- AUFGABEN -
**A)** In welchem Jahr richtete George Bush laut dem Auszug über die Casio F-91 W das Gefangenenlager Guantánamo ein?
**B)** Führe den Auszug über die Casio F-91 W im Anschluss an seinen letzten Satz weiter.

======== QUELLENAUSZUG

Von 100 Dollar Scheinen, Satelittentelefonen und eben dieser Uhr ist da die Rede.
Bombastisch: Die Casio F-91 W?
Selbst Amerikas Staatsfeind Nr. 1 Osama Bin Laden hätte die Casio F-91 W besessen. Die Uhr würde an Terror-Azubis in afghanischen Trainingslager als Begrüßungsgeschenk verteilt. Dort lernt man dann, wie man mithilfe eines Zeitzünders einen Sprengsatz bastelt.
Informationen aus erster Hand dank der Casio F-91 W?
Es klingt abenteuerlich und man fragt sich woher das amerikanische Militär diese Informationen bezieht. „Man muss nur die richtigen Fragen an die richtigen Leute stellen!“ Zum Beispiel an Gefangene des Gefangenenlagers Guantánamo auf Kuba. Nach den Anschlägen auf das World Trade Center richtete George Bush 2002 das Lager ein. Terrorverdächtige landen seitdem immer wieder hier und sollen auspacken über Hintergründe und Strukturen von Terrorzellen.

================
======== DATENSATZ

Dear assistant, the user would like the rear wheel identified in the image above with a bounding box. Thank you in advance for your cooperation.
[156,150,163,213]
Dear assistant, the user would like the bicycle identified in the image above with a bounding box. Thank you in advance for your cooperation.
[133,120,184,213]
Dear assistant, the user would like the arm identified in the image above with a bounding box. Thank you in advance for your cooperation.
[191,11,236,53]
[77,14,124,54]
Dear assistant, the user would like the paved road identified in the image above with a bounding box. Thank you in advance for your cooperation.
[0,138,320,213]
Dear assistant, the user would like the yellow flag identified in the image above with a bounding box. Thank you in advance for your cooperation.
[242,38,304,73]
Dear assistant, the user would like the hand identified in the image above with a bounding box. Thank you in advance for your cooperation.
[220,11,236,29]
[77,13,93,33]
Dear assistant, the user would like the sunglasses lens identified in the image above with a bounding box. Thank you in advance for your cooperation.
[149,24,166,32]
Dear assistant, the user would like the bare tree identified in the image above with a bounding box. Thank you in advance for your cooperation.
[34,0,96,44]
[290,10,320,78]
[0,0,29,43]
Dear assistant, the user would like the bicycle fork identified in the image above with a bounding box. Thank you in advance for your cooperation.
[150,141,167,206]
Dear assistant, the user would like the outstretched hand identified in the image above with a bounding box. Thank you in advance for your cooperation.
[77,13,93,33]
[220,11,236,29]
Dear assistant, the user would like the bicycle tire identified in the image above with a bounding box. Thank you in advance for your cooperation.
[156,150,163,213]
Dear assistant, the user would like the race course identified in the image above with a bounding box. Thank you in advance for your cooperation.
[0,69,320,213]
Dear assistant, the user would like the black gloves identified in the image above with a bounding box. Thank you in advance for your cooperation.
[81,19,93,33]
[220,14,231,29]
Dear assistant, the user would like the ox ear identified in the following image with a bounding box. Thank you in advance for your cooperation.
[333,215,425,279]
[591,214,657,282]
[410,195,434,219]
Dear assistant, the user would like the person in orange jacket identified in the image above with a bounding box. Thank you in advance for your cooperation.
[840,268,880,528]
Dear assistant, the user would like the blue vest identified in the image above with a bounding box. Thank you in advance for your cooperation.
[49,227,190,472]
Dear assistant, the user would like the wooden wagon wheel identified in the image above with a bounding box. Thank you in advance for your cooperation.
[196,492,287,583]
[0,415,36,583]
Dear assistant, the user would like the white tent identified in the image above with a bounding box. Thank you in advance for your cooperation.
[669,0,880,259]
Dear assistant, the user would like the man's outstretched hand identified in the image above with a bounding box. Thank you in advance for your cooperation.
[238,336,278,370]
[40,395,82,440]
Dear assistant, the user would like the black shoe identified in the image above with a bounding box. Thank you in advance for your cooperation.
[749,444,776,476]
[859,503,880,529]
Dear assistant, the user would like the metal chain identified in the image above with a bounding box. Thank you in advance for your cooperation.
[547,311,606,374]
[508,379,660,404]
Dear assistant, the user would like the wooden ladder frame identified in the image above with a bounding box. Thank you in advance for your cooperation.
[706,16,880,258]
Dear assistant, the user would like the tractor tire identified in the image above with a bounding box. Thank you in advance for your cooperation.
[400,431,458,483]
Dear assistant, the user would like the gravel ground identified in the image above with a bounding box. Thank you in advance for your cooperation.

================

- LÖSUNGEN -
**A)** Im Jahr 2002.

**B)**
Dass dabei zum Teil skurrile Geschichten die Runde machen, ist kein Wunder. Über die brutalen Verhörmethoden der CIA in Guantánamo ist rund um das Jahr 2009 eine hitzige öffentliche Debatte entbrannt. Wenn ein Gefangener also scheinbare Insider- Informationen über eine Terrorzelle in London ausplaudert und dabei einen Terroristen benennt, der zum fraglichen Zeitpunkt 11 Jahre alt war, dann darf an der Glaubwürdigkeit solcher Aussagen gezweifelt werden. Noch dazu, wenn dieser Junge aus Saudi Arabien kommt und niemals in London war.
Ob fragwürdige (Folter-) Methoden auch zur Aussage von Gefangenen geführt haben, dass die Casio F-91 W als Bombenbau-Uhr in Terrorlagern herhalten musste, steht bis heute im Raum. Denn wen man mit dieser Uhr Bomben bauen kann, dann mit anderen sicher genauso gut.